What is asked. Report each line of the material below that contains the word "salt".

(Records excerpted from a collection)
════

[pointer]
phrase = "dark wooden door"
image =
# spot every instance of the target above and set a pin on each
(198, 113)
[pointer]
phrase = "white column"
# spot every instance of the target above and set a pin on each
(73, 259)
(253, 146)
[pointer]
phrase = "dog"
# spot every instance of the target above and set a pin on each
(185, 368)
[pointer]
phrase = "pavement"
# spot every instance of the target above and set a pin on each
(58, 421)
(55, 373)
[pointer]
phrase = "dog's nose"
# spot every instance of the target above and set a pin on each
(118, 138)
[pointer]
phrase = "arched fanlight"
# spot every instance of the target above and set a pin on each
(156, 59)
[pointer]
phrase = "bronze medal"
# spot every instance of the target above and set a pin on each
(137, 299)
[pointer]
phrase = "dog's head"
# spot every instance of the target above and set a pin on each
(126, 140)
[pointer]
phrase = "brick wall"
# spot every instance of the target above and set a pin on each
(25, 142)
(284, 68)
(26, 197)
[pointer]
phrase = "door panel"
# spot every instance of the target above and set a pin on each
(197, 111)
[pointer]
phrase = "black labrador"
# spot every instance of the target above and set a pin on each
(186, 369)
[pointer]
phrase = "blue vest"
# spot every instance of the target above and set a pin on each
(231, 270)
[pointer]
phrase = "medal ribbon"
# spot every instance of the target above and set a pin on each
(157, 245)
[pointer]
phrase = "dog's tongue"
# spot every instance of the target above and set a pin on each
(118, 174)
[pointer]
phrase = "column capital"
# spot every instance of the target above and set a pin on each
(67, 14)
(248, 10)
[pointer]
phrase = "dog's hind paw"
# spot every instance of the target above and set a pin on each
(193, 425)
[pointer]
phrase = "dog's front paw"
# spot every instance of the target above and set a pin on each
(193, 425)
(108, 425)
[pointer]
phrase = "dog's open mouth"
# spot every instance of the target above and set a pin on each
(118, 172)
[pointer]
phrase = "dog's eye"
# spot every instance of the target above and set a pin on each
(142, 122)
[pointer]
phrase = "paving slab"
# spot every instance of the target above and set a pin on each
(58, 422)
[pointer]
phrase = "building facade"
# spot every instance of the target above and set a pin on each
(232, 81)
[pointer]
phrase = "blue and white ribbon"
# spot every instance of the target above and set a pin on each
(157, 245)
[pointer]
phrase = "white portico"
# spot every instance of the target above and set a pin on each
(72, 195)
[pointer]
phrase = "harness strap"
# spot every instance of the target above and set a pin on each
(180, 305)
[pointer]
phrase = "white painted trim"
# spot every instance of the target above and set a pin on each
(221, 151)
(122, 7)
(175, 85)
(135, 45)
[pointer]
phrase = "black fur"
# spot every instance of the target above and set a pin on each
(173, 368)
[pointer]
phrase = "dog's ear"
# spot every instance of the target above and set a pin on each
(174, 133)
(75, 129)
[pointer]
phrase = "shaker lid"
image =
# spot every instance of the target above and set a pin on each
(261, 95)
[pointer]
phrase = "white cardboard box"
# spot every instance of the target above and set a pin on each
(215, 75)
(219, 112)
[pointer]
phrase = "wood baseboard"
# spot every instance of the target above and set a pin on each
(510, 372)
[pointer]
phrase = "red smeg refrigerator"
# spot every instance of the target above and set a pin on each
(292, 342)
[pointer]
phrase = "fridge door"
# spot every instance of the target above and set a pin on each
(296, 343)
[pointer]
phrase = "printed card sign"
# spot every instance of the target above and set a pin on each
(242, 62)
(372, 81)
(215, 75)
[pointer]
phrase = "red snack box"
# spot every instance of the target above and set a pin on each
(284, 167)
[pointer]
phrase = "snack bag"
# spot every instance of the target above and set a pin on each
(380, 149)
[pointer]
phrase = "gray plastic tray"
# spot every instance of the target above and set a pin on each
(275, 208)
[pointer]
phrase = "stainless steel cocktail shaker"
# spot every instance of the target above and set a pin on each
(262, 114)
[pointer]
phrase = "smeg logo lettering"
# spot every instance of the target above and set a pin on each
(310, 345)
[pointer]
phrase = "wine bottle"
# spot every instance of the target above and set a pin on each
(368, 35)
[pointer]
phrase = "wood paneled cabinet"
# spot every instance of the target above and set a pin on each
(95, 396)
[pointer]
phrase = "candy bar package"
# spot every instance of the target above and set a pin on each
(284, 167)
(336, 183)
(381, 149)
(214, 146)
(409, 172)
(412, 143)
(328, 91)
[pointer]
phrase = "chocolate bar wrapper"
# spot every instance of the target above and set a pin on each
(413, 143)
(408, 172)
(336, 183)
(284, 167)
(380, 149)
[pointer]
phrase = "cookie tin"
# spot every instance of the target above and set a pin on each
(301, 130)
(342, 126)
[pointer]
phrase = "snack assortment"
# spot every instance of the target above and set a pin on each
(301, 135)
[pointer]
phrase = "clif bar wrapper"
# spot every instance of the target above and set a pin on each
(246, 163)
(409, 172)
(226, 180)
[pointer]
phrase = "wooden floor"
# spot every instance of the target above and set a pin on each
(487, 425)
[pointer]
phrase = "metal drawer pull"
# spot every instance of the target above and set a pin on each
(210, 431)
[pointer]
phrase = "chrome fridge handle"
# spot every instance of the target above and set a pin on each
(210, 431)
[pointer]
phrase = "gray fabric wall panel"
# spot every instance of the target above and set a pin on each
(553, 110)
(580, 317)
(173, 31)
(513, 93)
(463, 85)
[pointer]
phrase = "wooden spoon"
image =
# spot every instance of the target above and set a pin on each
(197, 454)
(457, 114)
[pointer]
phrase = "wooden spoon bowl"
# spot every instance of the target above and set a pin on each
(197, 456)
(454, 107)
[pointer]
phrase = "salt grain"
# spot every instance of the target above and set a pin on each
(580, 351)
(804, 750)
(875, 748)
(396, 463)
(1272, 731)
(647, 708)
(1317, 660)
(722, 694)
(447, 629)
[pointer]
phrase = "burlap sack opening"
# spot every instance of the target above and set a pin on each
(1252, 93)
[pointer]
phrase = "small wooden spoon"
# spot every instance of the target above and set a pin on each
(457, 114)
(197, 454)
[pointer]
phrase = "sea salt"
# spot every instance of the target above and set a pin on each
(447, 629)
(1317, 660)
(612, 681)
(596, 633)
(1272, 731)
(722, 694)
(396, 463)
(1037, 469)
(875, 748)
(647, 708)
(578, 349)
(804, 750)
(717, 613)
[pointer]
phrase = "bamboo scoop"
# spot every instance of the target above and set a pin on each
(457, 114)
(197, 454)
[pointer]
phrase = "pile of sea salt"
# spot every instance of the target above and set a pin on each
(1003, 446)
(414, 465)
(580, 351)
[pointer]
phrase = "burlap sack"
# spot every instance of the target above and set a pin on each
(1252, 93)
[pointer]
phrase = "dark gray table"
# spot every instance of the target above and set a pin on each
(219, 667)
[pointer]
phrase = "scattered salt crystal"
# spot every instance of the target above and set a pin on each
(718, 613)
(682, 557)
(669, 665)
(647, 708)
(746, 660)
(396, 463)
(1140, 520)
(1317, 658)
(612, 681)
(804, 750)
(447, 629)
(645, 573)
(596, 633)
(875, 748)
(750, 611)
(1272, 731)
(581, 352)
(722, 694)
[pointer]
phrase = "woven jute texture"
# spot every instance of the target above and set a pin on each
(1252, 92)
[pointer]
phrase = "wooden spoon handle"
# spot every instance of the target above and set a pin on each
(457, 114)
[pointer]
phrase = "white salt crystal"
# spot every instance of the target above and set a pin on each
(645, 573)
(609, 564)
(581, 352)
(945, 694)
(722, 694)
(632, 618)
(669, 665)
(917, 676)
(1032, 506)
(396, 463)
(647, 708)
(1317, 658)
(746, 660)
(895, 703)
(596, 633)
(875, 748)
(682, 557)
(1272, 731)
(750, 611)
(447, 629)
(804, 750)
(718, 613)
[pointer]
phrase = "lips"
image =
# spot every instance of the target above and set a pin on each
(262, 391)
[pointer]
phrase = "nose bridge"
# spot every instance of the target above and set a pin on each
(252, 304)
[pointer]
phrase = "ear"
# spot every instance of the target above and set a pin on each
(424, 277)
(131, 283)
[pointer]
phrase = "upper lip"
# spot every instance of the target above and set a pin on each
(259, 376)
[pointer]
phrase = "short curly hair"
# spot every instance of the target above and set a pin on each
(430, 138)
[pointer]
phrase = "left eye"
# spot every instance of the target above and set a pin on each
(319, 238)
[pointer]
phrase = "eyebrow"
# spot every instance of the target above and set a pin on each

════

Written solution.
phrase = "salt grain"
phrase = "sea salt"
phrase = "pile of sea salt"
phrase = "scattered salt crystal"
phrase = "white salt crystal"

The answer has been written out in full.